◆ **RECORDS FOR PROCESSING**:
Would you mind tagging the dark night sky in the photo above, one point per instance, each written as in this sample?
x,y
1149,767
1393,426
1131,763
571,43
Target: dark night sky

◆ **YOUR INSTRUCTIONS**:
Update the items above by swapping "night sky" for "evening sky" wherever it occurs, and keep every other part the same.

◆ **WORKED SOLUTION**:
Would you mind tagging the dark evening sky in the photo above, one point per instance, each written as in this sample?
x,y
1149,767
1393,426
1131,763
571,43
Target: dark evening sky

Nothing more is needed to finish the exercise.